Text excerpt =>
I’ve covered this subject before, fairly recently, but I’m going to make no apologies for returning to it again to revisit and add to my original comments.
In a column in last Friday’s Daily Telegraph, Iain Dale had this to say about a particular issue that he expects will soon confront David Cameron:
One issue about to confront Mr Cameron is the proposed gay hatred laws. I understand there are bitter divisions within the shadow cabinet. Some believe the party should oppose the proposals lock, stock and barrel, as similar measures were opposed on religious and racial hatred. Others argue this would be political suicide for the Tories, who would then automatically forgo the support of the gay community.
Before going to justify his own opposition to the proposed introduction of a new offence of incitement to hatred on grounds of sexual orientation or perceived sexual orientation in terms that are, in just about every material respect, completely wrong.
Let’s start by disposing of the unhelpful rhetoric.
What the government proposes to introduce are not ‘gay hatred laws’ but a specific offence of incitement to hatred in line with the provisions covering religious hatred, which were introduced by Labour in 2005, and racial hatred, which were introduced by s17-22 the Public Order Act 1986.
Yes, your eyes do not deceive you, the first instance in which incitement to hatred was criminalised was introduced by a Conservative government, and that of Margaret Thatcher no less, during her second term as Prime Minister, this being regarded as the period during which she, and her government, were at its most radical. One, therefore, has to ask whether, in claiming to be opposed to the new offence of incitement to hatred on grounds of sexual orientation as a both a matter of principle and as being unnecessary, Iain and others who share that view consider the provisions on racial hatred introduced by the Thatcher government to be equally unnecessary and are content to repudiate a principle that that government were happy to accept.
There is a distinct difference between the notion of making ‘gay hatred’ unlawful, which is not what’s being proposed and the offence of inciting hatred, which is. The offence of incitement, in whatever form, is specific to speech, writings and other related actions that are undertaken with the intent of inducing others to commit a criminal act, or which are undertaken recklessly in the knowledge that the are likely to induce others to carry out such act.
Iain tries to suggest that the new offence will create a ‘legal minefield’:
If, as is suggested by Justice Secretary Jack Straw, the burden of proof is on the accused to prove they didn’t mean something in a hateful way, it will create a legal minefield. If someone calls a homosexual a ”poof”, it can be meant in a number of ways, as this week’s Ofcom ruling in favour of Channel 4 has shown. It can be meant in a hateful way but it can also be used as an affectionate term, believe it or not.
It wont, and Iain’s suggestion that calling a homosexual a ‘poof’ might prove problematic is a complete and utter nonsense, simply because, even if used as in pejorative sense such a statement lacks any evidence of intent, which is necessary to the construction of the offence. “Kill the poof” would be a very different matter, both qualitatively and legally but merely referring to someone as a ‘poof’ would no be enough to warrant a charge.

Material supplied =>
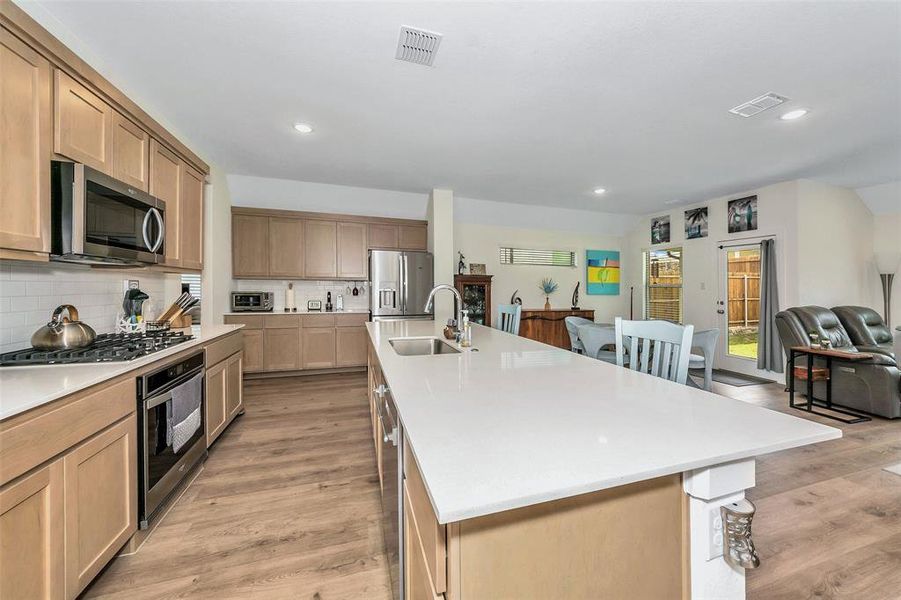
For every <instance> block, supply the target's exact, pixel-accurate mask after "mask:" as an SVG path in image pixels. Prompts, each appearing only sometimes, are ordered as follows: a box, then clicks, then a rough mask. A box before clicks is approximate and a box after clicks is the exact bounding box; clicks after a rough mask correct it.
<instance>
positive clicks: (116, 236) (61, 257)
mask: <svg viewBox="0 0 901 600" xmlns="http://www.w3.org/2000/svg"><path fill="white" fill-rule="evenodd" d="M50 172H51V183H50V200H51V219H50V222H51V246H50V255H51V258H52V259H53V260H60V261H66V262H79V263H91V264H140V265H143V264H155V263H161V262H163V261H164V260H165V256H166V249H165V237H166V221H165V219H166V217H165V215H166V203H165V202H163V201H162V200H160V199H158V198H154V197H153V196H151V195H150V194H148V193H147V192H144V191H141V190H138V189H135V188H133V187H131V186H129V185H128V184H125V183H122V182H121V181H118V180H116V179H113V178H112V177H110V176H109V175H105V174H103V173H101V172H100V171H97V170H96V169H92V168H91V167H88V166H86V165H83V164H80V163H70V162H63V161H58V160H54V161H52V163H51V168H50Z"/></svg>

==

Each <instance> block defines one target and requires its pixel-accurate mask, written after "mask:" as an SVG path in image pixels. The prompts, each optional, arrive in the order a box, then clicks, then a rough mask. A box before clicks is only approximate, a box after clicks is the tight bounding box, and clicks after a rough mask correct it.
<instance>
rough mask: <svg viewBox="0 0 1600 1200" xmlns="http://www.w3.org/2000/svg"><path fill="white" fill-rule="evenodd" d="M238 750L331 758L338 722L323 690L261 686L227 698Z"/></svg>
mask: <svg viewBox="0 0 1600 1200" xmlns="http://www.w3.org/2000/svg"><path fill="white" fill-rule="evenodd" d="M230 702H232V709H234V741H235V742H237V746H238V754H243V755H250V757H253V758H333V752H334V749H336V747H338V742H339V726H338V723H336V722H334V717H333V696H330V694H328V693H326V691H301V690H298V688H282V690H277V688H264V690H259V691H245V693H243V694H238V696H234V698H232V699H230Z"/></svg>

==

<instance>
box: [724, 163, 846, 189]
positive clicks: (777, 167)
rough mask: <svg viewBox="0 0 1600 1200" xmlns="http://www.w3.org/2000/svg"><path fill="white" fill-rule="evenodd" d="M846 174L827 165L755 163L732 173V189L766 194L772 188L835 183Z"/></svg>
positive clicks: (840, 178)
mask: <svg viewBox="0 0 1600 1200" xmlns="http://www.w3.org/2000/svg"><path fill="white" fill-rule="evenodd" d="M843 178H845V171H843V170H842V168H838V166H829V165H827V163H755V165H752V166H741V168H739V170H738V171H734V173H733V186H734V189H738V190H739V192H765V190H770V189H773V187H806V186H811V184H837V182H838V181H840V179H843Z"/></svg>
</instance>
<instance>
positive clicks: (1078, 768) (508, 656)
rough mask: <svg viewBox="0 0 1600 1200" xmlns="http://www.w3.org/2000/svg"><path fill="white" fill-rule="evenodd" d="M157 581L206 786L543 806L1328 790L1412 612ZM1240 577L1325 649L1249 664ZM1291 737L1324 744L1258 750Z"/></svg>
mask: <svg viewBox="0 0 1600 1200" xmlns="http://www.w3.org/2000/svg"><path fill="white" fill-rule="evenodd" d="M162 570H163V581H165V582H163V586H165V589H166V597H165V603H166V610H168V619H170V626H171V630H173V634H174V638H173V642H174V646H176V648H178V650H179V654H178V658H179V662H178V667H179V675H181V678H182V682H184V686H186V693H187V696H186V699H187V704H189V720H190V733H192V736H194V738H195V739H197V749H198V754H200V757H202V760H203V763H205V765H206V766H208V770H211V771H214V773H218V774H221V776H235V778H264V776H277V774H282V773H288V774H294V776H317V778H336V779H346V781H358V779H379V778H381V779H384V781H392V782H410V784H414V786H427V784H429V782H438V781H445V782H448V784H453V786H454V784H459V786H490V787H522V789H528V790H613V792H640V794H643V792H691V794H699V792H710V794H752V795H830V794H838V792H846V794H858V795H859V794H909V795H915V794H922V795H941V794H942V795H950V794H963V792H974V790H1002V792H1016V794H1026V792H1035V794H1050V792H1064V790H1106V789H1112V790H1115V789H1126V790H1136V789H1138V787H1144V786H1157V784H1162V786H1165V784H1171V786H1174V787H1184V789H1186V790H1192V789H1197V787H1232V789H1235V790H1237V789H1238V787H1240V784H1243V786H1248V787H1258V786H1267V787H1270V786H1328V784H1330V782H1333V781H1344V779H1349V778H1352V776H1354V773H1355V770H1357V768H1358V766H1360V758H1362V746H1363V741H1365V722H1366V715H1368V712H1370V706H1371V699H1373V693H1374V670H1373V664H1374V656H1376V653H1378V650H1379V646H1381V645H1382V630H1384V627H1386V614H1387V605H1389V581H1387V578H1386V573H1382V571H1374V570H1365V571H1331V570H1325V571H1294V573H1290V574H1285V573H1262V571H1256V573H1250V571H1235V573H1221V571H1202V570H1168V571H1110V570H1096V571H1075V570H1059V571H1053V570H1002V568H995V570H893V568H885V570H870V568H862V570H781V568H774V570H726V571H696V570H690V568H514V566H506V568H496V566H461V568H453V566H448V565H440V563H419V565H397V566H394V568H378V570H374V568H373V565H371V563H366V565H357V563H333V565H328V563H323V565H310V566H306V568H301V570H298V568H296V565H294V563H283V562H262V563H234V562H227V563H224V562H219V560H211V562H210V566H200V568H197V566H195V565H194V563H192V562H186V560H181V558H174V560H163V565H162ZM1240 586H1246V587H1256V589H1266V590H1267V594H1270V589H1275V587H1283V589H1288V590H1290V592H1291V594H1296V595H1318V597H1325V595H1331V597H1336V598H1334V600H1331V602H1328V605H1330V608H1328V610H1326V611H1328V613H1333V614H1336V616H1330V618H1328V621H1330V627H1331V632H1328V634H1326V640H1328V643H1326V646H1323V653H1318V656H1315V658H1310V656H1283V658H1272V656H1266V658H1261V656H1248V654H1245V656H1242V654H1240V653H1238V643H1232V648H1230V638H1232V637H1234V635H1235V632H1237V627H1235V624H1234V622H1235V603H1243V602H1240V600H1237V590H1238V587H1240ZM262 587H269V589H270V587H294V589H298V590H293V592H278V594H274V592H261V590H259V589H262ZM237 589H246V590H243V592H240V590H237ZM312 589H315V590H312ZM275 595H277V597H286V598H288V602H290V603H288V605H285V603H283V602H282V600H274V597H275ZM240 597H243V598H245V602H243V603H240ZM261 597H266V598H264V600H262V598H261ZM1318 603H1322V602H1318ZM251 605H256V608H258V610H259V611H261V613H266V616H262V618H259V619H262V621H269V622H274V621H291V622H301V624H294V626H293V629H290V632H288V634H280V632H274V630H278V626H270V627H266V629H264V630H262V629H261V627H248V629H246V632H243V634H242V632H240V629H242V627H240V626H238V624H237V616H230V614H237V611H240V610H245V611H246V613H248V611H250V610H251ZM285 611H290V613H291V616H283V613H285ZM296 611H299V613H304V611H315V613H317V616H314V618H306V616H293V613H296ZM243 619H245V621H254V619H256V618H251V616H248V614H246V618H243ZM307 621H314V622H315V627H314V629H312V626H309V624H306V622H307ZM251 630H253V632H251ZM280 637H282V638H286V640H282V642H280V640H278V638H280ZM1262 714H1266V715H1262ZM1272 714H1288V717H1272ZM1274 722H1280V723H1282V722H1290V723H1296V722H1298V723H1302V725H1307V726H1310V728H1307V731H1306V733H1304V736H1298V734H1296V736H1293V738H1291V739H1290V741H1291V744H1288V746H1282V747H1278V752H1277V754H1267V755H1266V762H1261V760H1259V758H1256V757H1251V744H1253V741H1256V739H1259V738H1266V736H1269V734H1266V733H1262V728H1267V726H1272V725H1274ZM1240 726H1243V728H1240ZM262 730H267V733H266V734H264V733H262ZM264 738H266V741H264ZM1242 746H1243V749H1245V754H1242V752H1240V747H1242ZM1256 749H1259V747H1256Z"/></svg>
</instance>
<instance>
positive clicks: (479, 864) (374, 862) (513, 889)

Tasks =>
A. Print everything in the commentary on incitement to hatred from "Iain tries to" down to "believe it or not.".
B. Answer these questions using the commentary on incitement to hatred:
(i) In which newspaper did Iain Dale's column appear?
(ii) In what year did Labour introduce the provisions on religious hatred?
(iii) Which act introduced the provisions on racial hatred?
C. List every person named in the commentary on incitement to hatred.
None of the items are needed here.

Numbered answers =>
A.
Iain tries to suggest that the new offence will create a ‘legal minefield’:
If, as is suggested by Justice Secretary Jack Straw, the burden of proof is on the accused to prove they didn’t mean something in a hateful way, it will create a legal minefield. If someone calls a homosexual a ”poof”, it can be meant in a number of ways, as this week’s Ofcom ruling in favour of Channel 4 has shown. It can be meant in a hateful way but it can also be used as an affectionate term, believe it or not.

B.
(i) The Daily Telegraph
(ii) 2005
(iii) The Public Order Act 1986 (s17-22)

C.
Iain Dale
David Cameron
Margaret Thatcher
Jack Straw